[Listed entries Boundary: Start]

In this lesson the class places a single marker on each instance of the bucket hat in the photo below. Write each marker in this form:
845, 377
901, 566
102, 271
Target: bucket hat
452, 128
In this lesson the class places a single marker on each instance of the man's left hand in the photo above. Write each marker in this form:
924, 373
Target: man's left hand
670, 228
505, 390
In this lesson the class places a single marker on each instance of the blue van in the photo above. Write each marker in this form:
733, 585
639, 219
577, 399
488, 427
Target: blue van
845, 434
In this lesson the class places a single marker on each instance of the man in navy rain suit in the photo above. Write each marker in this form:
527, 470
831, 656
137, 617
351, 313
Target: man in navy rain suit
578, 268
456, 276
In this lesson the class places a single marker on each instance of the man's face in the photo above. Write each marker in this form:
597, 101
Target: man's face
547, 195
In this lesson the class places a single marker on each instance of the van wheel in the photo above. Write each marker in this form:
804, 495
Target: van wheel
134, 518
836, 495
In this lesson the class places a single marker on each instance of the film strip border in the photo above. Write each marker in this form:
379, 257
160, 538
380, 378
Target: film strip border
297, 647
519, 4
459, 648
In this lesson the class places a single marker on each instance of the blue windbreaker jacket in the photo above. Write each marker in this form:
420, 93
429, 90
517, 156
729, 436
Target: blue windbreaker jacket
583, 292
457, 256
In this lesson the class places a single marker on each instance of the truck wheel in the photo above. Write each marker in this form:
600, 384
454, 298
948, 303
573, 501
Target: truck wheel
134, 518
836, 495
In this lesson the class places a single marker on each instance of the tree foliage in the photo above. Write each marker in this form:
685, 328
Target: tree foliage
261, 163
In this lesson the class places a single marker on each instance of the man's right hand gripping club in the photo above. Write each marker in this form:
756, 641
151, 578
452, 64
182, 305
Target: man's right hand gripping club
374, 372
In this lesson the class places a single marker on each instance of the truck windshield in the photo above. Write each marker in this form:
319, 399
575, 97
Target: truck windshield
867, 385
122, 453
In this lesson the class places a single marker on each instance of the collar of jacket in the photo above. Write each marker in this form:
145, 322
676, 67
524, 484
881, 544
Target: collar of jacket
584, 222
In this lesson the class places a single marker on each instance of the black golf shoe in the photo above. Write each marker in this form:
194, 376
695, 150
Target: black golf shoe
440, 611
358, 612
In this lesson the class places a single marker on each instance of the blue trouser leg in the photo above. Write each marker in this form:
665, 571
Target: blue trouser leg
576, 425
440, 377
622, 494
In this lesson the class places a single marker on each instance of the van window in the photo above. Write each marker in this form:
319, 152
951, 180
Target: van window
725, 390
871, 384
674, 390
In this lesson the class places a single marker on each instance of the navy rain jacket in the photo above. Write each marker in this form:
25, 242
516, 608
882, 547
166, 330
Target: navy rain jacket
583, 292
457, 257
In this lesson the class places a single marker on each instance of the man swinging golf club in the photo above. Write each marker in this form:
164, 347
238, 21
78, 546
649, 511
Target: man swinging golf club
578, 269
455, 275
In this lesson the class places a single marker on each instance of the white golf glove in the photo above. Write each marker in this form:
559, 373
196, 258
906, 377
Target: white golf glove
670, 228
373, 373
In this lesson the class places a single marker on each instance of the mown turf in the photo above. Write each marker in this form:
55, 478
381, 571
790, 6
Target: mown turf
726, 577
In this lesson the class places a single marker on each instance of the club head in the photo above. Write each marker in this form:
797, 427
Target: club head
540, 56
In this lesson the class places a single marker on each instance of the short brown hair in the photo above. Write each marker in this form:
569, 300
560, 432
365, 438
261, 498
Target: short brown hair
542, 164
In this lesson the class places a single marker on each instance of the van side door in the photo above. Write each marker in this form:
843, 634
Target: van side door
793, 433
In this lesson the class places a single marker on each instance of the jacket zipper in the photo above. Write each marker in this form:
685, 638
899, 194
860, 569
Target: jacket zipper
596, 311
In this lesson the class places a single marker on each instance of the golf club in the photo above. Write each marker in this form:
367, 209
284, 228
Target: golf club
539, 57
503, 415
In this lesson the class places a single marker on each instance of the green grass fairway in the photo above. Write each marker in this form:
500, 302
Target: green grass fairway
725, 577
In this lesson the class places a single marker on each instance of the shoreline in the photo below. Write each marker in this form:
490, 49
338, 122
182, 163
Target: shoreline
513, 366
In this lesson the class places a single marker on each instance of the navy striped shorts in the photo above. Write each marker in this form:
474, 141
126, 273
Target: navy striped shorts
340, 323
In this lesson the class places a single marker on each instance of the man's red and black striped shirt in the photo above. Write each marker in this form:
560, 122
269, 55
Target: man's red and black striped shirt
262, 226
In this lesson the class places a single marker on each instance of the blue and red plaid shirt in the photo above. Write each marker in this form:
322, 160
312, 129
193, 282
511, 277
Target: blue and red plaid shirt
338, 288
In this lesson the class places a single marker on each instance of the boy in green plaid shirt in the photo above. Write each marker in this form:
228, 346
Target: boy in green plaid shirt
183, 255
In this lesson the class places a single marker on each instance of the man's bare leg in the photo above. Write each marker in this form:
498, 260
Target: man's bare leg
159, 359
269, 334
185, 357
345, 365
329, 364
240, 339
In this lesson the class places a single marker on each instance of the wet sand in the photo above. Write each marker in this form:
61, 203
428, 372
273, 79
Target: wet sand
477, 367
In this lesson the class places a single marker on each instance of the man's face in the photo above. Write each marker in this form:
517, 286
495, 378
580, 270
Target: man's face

[Listed entries Boundary: End]

- About this task -
Transcribe the records above exactly as they appear.

- Written response -
In this lesson the class places a single marker on each instance of the bucket hat in the photo below. Write each marker in this form:
845, 377
901, 566
102, 271
Target: bucket hat
452, 128
In this lesson the class places a single marker on each instance of the man's left hand in the photo above. Write each marker in this form:
924, 373
Target: man's left hand
670, 228
505, 390
In this lesson the class places a single marker on each instance of the blue van in the photo above. Write each marker in this form:
733, 585
639, 219
577, 399
488, 427
Target: blue van
845, 434
In this lesson the class places a single marker on each instance of the man in navy rain suit in the photo above. Write each marker in this form:
527, 470
831, 656
137, 617
351, 313
Target: man in navy rain suit
578, 268
456, 276
In this lesson the class places a single marker on each instance of the man's face in the photo above. Write each marker in this form:
597, 101
Target: man's face
547, 195
In this lesson the class places a single marker on each instance of the van wheel in the photo above. Write each marker in this form:
804, 495
Target: van wheel
134, 518
836, 495
In this lesson the class places a single marker on each instance of the film strip border in the photo above. Write each marker in this form:
379, 257
160, 538
380, 378
Target: film strip border
297, 647
519, 4
459, 648
In this lesson the class places a single marker on each instance of the blue windbreaker jacket in the photo above. Write each marker in this form:
420, 93
429, 90
517, 156
729, 436
Target: blue windbreaker jacket
583, 292
457, 256
In this lesson the class places a single marker on each instance of the truck wheel in the photo above. Write each marker in this form:
600, 384
454, 298
948, 303
573, 501
Target: truck wheel
134, 518
836, 495
In this lesson the class places a single marker on each instance of the tree foliage in the photo above. Write each marker in this form:
685, 328
Target: tree foliage
261, 163
In this lesson the class places a single marker on each instance of the man's right hand gripping club in the photo above. Write each marker in this form:
756, 641
151, 578
452, 64
182, 305
Target: man's right hand gripping club
374, 372
In this lesson the class places a single marker on each instance of the truck windshield in the photo above. Write each marker in this form:
319, 399
575, 97
Target: truck windshield
867, 385
122, 453
In this lesson the class places a single marker on each instance of the collar of jacket in the photo above. Write each marker in this form:
145, 322
676, 67
524, 484
881, 544
Target: collar of jacket
584, 222
In this lesson the class places a single marker on each instance of the black golf shoe in the photo above. Write each marker in this form:
194, 376
695, 150
Target: black golf shoe
440, 611
358, 612
In this lesson the class places a single marker on each instance of the blue trouser leg in the photo above. Write each marker in this form:
665, 571
Target: blue trouser leg
576, 425
440, 377
622, 494
In this lesson the class places a single marker on each instance of the van window in the photo above. Write each marker in this form:
319, 152
951, 180
Target: van window
725, 390
871, 384
674, 390
In this lesson the class places a single marker on each instance of the navy rain jacket in the photo above. Write each marker in this form:
25, 242
516, 608
882, 547
166, 330
Target: navy rain jacket
583, 292
457, 257
In this lesson the class places a single marker on each instance of the man swinging golf club in the photo above. Write each marker in this form:
164, 347
238, 21
78, 546
649, 511
Target: man swinging golf club
578, 269
455, 275
In this lesson the class places a single marker on each instance of the white golf glove in the photo above. Write each marker in this form:
559, 373
196, 258
906, 377
Target: white golf glove
670, 228
373, 373
In this lesson the class places a single marker on each instance of the mown turf in the photo above. Write each marker in this form:
55, 478
381, 571
790, 6
Target: mown turf
726, 577
In this lesson the class places a single marker on each instance of the club head in the photo above. Write each marker in this form:
797, 427
Target: club head
540, 56
In this lesson the class places a single marker on each instance of the short brown hair in the photo above. Write each marker in this form:
569, 300
560, 432
365, 438
261, 498
Target: short brown hair
542, 164
In this lesson the class places a single marker on each instance of the van side door in the photo above. Write each marker in this form:
843, 634
Target: van side door
793, 433
In this lesson the class places a single marker on each instance of the jacket zipper in the photo above. Write each marker in this form:
685, 638
899, 194
860, 569
Target: jacket zipper
596, 311
In this lesson the class places a single marker on each instance of the golf club in the photo above. Write each marker in this form:
367, 209
284, 228
Target: golf club
539, 57
503, 415
In this lesson the class places a single marker on each instance of the green grass fairway in the photo above. Write each marker in this form:
500, 302
Target: green grass fairway
725, 577
In this lesson the class places a single marker on each instance of the shoreline in the photo below. Write each marker in this form:
490, 49
338, 122
182, 163
Target: shoreline
513, 366
In this lesson the class places a single marker on each instance of the navy striped shorts in the photo above. Write each marker in this form:
474, 141
126, 273
Target: navy striped shorts
340, 323
In this lesson the class places a single marker on each instance of the man's red and black striped shirt in the photo above. Write each marker in this form:
560, 122
269, 55
Target: man's red and black striped shirt
262, 226
In this lesson the class places a single marker on each instance of the blue and red plaid shirt in the photo above. Write each marker in this form:
322, 160
312, 129
193, 282
511, 277
Target: blue and red plaid shirt
338, 288
In this lesson the class places a single marker on each instance of the boy in green plaid shirt in the photo above. Write each marker in this form:
228, 346
Target: boy in green plaid shirt
183, 255
In this lesson the class places a single marker on each instance of the man's bare leg in the photo above. Write each marker in this form:
498, 260
Target: man's bare leg
159, 359
269, 334
185, 357
345, 365
329, 364
240, 339
In this lesson the class places a single marker on each instance of the wet sand in the photo above. Write each marker in this form:
61, 203
428, 372
273, 79
Target: wet sand
477, 367
In this lesson the class places a single marker on each instance of the man's face in the photo above. Write each marker in this form:
517, 286
495, 378
580, 270
Target: man's face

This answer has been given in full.